#### [Exercise]
Format every entry below as a JSON list of strings, with one string per line and blank lines omitted.

#### [Dataset rows]
___
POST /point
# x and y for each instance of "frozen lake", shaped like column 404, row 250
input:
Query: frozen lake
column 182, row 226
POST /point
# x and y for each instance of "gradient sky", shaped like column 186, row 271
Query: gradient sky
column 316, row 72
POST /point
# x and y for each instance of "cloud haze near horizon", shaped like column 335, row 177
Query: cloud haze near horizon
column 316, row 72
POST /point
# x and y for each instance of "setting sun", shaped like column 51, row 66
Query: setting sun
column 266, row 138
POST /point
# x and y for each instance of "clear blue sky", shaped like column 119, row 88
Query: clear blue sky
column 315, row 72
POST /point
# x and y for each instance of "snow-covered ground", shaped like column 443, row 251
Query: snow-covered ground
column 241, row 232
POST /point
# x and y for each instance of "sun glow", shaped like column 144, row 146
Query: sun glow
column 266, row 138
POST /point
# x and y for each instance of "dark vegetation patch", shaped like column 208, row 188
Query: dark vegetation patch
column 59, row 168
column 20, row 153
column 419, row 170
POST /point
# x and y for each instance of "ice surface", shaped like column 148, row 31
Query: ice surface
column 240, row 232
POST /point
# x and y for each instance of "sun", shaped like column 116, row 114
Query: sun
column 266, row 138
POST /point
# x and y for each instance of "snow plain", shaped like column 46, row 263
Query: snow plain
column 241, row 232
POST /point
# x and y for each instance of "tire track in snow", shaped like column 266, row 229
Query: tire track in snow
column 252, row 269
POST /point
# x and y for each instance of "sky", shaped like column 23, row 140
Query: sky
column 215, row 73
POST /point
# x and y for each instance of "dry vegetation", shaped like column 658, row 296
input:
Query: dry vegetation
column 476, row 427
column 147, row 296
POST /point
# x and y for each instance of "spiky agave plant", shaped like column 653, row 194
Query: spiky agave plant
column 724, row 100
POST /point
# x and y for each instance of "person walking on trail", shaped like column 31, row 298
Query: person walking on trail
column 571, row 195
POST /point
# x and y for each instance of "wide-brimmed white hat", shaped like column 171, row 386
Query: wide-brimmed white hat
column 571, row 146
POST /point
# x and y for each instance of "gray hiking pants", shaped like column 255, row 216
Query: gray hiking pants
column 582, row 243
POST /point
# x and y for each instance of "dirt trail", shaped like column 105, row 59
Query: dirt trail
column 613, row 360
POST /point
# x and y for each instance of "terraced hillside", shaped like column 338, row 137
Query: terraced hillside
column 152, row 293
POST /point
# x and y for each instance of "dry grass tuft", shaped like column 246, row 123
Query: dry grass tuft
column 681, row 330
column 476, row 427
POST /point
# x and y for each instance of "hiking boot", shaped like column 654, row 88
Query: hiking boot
___
#### [Task solution]
[
  "POST /point",
  "# x and y for each instance of \"frozen lake\", shaped like column 404, row 250",
  "input:",
  "Query: frozen lake",
  "column 182, row 226",
  "POST /point",
  "# x and y for each instance of \"gradient sky\", shaped like column 186, row 271",
  "Query: gradient sky",
  "column 316, row 72",
  "POST /point",
  "# x and y for each instance of \"cloud haze near horizon\", shaped like column 335, row 177",
  "Query: cloud haze near horizon",
  "column 316, row 72",
  "POST /point",
  "# x and y for each instance of \"setting sun\", shaped like column 51, row 66",
  "Query: setting sun",
  "column 266, row 138",
  "POST /point",
  "# x and y for each instance of \"clear blue sky\", shaped like column 119, row 88",
  "Query: clear blue sky",
  "column 315, row 72",
  "POST /point",
  "# x and y for each instance of \"snow-covered ground\", shaped like column 443, row 251",
  "Query: snow-covered ground",
  "column 241, row 232",
  "POST /point",
  "# x and y for each instance of \"sun glow\", shaped like column 144, row 146",
  "Query: sun glow",
  "column 266, row 138",
  "POST /point",
  "# x and y for each instance of \"dark vegetation patch\", shaped like column 208, row 188",
  "Query: dark vegetation patch",
  "column 59, row 168",
  "column 20, row 153",
  "column 419, row 170",
  "POST /point",
  "# x and y for each instance of \"ice surface\", shaped like column 148, row 31",
  "Query: ice surface",
  "column 240, row 232",
  "POST /point",
  "# x and y for each instance of \"sun\", shaped like column 116, row 114",
  "Query: sun",
  "column 266, row 138",
  "POST /point",
  "# x and y for each instance of \"snow plain\", shaped like column 46, row 263",
  "Query: snow plain",
  "column 241, row 232",
  "POST /point",
  "# x and y for each instance of \"tire track in snow\", shaped like column 266, row 229",
  "Query: tire track in snow",
  "column 252, row 269",
  "POST /point",
  "# x and y for each instance of \"sky\", shaped like column 23, row 140",
  "Query: sky",
  "column 215, row 73",
  "POST /point",
  "# x and y for each instance of \"dry vegetation\", shaped like column 658, row 296",
  "input:",
  "Query: dry vegetation",
  "column 476, row 427",
  "column 147, row 296",
  "POST /point",
  "# x and y for each instance of \"spiky agave plant\", shaped like column 653, row 194",
  "Query: spiky agave plant",
  "column 724, row 100",
  "POST /point",
  "# x and y for each instance of \"person walking on trail\", shaped like column 31, row 298",
  "Query: person walking on trail",
  "column 571, row 195",
  "POST /point",
  "# x and y for each instance of \"wide-brimmed white hat\", shaped like column 171, row 386",
  "Query: wide-brimmed white hat",
  "column 571, row 146",
  "POST /point",
  "# x and y for each instance of \"gray hiking pants\", shaped like column 255, row 216",
  "Query: gray hiking pants",
  "column 582, row 243",
  "POST /point",
  "# x and y for each instance of \"dirt trail\", shaped like column 105, row 59",
  "Query: dirt trail",
  "column 613, row 360",
  "POST /point",
  "# x and y for each instance of \"terraced hillside\", shaped like column 338, row 137",
  "Query: terraced hillside",
  "column 152, row 293",
  "POST /point",
  "# x and y for each instance of \"dry grass tuft\", shaped like column 246, row 123",
  "Query: dry grass tuft",
  "column 681, row 330",
  "column 476, row 427",
  "POST /point",
  "# x and y for each instance of \"hiking boot\", shaped like column 654, row 88",
  "Query: hiking boot"
]